**Requirements**
Edit the lines from the one that has "Spot the utility" through the one that has "[[[230,0],[225,0],[225,53],[230,53]]]", putting "telephone pole" in place of "utility pole" and leaving everything else in them as it is. Give back only those lines.

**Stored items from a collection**
-- BEGIN --

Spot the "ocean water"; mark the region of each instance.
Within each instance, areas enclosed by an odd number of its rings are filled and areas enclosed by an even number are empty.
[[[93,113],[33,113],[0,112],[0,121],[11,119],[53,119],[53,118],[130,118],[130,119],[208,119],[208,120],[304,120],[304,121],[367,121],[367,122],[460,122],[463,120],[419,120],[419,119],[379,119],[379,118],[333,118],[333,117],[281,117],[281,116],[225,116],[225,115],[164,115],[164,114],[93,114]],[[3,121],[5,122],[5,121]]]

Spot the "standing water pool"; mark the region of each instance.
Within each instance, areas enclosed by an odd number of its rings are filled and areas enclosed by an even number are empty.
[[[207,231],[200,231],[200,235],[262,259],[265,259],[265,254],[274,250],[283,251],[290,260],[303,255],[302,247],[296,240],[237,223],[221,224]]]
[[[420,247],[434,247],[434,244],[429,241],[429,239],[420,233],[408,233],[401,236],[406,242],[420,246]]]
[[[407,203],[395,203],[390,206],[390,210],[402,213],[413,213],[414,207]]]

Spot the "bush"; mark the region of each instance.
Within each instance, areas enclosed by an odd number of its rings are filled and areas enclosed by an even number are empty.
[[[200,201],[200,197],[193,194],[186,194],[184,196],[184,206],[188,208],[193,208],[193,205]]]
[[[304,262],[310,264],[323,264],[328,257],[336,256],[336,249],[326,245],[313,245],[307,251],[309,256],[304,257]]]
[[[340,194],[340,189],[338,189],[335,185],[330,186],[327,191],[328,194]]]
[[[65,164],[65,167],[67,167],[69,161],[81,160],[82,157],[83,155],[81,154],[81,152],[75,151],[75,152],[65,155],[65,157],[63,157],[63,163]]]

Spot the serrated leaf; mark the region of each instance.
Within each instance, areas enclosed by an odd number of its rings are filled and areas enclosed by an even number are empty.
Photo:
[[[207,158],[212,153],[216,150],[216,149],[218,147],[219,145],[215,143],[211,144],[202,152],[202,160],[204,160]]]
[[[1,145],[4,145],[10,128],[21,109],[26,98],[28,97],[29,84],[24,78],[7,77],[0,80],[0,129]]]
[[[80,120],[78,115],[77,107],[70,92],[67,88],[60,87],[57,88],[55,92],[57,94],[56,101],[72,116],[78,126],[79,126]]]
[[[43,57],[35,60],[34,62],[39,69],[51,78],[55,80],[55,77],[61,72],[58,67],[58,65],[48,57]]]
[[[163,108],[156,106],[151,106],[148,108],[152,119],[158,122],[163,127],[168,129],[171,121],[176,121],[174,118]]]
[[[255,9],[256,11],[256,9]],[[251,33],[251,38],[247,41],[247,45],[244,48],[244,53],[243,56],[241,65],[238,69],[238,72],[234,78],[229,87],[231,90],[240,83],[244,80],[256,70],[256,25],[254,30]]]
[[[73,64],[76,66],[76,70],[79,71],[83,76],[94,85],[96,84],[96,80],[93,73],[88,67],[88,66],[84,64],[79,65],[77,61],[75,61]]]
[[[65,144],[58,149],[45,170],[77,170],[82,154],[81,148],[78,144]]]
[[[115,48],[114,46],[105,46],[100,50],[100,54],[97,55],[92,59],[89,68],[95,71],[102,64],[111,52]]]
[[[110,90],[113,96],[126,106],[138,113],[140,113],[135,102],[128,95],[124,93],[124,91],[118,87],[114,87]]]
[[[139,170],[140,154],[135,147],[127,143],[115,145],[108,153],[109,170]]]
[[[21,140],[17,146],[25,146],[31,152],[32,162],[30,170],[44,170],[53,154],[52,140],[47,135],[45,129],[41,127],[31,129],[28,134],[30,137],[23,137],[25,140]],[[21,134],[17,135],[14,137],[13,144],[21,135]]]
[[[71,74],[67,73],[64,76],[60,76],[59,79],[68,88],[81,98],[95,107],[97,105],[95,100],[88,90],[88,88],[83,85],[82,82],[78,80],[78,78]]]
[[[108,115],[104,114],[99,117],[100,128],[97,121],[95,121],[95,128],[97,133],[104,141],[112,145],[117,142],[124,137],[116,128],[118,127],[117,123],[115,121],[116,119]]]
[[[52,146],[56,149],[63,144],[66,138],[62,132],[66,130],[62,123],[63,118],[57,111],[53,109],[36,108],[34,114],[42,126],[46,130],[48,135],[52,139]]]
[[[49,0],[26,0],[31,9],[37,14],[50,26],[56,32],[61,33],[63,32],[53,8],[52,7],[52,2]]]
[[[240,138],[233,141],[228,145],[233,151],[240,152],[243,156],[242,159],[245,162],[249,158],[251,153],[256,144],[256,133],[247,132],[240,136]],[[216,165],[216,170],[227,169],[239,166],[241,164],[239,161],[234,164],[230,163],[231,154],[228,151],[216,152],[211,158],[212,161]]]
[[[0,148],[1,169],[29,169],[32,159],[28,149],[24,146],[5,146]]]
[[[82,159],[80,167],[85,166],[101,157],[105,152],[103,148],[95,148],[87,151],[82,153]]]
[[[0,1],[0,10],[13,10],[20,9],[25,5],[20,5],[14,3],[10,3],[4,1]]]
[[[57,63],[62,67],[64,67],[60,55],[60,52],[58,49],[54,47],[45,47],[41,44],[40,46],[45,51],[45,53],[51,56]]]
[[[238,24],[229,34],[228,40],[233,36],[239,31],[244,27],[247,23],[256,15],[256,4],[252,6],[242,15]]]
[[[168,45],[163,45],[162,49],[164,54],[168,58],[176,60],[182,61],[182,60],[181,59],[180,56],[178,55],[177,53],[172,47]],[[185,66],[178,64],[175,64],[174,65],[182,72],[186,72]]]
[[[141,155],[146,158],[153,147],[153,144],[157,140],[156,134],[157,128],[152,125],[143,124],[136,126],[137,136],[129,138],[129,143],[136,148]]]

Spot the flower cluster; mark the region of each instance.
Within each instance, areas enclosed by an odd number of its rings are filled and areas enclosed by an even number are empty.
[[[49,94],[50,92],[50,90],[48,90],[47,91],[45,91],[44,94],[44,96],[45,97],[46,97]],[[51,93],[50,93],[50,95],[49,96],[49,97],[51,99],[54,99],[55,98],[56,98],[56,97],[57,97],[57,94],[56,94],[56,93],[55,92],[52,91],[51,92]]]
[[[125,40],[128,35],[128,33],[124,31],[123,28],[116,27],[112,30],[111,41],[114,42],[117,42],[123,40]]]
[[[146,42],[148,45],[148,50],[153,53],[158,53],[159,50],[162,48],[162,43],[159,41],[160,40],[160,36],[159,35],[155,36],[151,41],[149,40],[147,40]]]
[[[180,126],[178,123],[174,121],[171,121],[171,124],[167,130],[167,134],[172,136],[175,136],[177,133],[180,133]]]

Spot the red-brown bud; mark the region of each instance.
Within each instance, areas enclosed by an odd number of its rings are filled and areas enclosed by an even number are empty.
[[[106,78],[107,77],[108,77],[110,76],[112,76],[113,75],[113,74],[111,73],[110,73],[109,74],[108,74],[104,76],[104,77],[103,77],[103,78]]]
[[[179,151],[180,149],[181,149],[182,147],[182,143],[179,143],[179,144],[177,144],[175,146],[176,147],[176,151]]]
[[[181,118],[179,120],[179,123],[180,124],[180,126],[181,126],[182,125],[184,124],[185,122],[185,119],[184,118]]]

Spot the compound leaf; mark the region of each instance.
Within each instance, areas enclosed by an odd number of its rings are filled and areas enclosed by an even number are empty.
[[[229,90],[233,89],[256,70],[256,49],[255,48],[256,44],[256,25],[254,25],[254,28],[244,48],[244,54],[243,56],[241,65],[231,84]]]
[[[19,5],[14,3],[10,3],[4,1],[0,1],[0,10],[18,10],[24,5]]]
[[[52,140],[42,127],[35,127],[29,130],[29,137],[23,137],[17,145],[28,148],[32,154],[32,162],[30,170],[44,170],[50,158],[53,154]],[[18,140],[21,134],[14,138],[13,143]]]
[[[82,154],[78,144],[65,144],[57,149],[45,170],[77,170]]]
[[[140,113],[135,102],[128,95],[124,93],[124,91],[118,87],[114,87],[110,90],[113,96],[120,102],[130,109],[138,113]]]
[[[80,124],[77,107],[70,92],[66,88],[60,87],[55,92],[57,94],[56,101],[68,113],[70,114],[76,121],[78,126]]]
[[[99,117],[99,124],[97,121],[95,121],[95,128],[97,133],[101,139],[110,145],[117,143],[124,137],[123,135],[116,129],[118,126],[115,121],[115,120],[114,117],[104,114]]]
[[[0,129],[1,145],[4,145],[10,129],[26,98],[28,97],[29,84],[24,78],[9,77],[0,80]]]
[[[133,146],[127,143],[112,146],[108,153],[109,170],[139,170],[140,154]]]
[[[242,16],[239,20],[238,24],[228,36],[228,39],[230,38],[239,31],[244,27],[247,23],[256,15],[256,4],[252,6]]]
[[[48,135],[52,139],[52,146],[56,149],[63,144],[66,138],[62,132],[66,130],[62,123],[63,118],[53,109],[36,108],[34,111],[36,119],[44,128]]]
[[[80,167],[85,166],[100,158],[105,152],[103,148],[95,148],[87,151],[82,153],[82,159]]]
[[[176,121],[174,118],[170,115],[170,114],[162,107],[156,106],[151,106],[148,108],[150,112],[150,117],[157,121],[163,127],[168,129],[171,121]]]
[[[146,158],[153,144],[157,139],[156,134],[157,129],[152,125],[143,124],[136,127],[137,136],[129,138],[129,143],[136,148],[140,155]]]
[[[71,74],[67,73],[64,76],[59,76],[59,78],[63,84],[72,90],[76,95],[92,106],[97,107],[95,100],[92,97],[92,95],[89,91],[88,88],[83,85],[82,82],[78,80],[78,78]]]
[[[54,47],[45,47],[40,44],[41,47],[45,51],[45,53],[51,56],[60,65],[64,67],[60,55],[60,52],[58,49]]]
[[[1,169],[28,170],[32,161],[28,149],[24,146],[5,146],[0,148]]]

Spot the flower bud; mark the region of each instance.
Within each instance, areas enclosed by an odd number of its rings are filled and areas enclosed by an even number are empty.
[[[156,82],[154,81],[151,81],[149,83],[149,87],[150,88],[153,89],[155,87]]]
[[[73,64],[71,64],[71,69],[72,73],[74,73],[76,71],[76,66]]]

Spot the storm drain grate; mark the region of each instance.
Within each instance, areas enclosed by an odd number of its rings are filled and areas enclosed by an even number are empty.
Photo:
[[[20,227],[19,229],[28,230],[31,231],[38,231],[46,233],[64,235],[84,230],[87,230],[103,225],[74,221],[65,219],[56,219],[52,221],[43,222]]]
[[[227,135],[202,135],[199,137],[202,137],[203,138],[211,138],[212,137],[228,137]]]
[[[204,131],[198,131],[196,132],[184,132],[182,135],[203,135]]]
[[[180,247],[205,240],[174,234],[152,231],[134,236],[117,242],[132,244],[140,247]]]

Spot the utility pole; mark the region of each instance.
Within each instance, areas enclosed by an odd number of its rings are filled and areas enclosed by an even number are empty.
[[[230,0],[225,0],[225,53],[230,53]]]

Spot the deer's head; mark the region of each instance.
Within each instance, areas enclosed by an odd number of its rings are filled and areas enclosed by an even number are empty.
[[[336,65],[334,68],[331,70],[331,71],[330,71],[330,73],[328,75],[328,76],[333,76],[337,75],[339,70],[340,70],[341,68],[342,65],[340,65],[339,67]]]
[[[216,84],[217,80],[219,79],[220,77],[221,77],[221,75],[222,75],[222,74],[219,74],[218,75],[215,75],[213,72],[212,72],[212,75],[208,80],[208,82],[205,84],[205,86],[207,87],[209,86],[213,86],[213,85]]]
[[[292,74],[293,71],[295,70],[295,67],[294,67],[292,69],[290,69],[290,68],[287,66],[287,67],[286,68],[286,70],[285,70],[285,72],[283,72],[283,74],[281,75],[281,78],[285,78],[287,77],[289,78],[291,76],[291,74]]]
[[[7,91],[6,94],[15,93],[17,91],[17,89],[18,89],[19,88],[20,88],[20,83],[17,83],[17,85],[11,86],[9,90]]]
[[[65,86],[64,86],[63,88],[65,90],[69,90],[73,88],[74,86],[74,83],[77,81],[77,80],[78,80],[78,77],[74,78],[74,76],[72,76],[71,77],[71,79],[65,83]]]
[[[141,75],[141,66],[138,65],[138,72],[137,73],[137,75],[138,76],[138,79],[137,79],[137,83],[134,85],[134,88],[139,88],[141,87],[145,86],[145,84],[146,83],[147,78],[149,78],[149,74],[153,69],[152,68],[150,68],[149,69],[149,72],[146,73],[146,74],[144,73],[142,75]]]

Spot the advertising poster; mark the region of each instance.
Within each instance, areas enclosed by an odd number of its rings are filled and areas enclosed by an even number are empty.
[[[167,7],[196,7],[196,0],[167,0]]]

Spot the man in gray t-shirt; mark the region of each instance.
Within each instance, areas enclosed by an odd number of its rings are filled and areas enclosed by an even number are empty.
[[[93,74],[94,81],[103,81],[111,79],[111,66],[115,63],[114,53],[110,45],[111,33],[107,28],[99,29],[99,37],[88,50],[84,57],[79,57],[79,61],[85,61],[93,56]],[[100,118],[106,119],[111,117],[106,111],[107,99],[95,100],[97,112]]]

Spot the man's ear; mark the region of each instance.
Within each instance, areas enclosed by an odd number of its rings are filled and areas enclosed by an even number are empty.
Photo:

-- END --

**Solution for this problem**
Spot the telephone pole; mark the region of each instance.
Within each instance, areas enclosed by an odd number of its rings are filled and areas enclosed by an even number are empty.
[[[230,0],[225,0],[225,53],[230,53]]]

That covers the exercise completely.